• [What you need to do] Copy out the listing below word for word, in its original order, and leave out the picture.
____ Supplied entries
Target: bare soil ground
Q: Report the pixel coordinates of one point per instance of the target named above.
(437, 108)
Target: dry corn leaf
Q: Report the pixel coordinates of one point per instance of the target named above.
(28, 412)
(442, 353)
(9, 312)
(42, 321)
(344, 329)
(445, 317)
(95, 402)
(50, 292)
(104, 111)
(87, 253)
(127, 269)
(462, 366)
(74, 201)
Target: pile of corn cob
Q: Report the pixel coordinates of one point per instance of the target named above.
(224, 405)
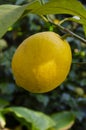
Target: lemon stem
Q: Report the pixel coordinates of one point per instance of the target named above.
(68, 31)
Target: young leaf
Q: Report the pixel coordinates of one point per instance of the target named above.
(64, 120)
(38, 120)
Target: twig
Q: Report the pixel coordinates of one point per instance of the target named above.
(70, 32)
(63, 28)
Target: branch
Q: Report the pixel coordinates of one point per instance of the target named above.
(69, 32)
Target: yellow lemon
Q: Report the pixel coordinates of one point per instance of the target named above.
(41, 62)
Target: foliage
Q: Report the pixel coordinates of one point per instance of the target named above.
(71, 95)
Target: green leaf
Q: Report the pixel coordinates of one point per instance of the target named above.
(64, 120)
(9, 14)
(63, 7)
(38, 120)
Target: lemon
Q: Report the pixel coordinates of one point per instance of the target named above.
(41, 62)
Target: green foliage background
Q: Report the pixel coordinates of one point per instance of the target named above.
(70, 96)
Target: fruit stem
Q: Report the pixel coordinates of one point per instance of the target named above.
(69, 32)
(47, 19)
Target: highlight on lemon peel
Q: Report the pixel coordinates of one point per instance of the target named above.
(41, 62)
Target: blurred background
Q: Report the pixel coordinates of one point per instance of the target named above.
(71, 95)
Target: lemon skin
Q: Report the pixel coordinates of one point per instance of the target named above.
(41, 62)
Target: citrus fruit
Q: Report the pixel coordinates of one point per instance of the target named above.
________
• [Exercise result]
Target: bare soil ground
Q: Report the pixel coordinates of one point per instance of the target named above.
(437, 108)
Target: dry corn leaf
Q: Report the pixel coordinates of one point per instance of the target named above.
(28, 412)
(442, 353)
(9, 312)
(42, 321)
(344, 329)
(445, 317)
(95, 402)
(50, 292)
(104, 111)
(87, 253)
(127, 269)
(462, 366)
(74, 201)
Target: pile of corn cob
Q: Report the pixel coordinates of one point per instance of the target named above.
(224, 405)
Target: lemon stem
Q: Report the pixel coordinates of one point per instance of the target named above.
(68, 31)
Target: young leaf
Q: Report the pixel coordinates of one point per instance of the target named above.
(64, 120)
(38, 120)
Target: twig
Q: Report the pixel coordinates of one point per instance of the target named above.
(70, 32)
(63, 28)
Target: branch
Q: Report the pixel coordinates of one point per instance of the target named above.
(69, 32)
Target: yellow lemon
Q: Report the pixel coordinates of one point per instance of the target named above.
(41, 62)
Target: foliage
Q: Report the pixel coordinates of one point per instance of the target named above.
(71, 95)
Target: green leaf
Q: Report the pixel coordinates of one point per instance of the target named above.
(64, 120)
(9, 14)
(63, 7)
(38, 120)
Target: lemon
Q: Report the pixel coordinates of one point per instance of the target named above.
(41, 62)
Target: green foliage background
Q: Report the pixel coordinates of one point per instance of the target named above.
(70, 96)
Target: fruit stem
Q: Report the pixel coordinates of one point per instance of the target named above.
(69, 32)
(47, 19)
Target: highlight on lemon peel
Q: Report the pixel coordinates of one point per instance of the target named above.
(41, 62)
Target: blurred background
Q: Report the pixel coordinates of one point per instance of the target named above.
(71, 95)
Target: lemon skin
Q: Report the pixel coordinates of one point per instance of the target named above.
(41, 62)
Target: citrus fruit
Q: Report the pixel coordinates of one point per instance of the target named above.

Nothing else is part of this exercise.